start

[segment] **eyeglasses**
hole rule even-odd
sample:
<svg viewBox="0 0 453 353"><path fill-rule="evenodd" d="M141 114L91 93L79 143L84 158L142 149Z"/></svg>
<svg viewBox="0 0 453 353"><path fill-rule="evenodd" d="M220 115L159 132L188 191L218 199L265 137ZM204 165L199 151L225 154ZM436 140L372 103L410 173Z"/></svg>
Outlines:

end

▶ Task objective:
Update the listing by replacing "eyeglasses" with "sunglasses" everywhere it appears, leaving every other line unchanged.

▶ Written solution:
[segment] **sunglasses**
hole rule even-odd
sample:
<svg viewBox="0 0 453 353"><path fill-rule="evenodd" d="M141 114L91 93L79 143L84 158L142 149Z"/></svg>
<svg viewBox="0 0 453 353"><path fill-rule="evenodd" d="M220 115L159 132L188 191L218 199L265 137ZM204 165L199 151L225 154ZM436 140L372 103L410 173Z"/></svg>
Outlines:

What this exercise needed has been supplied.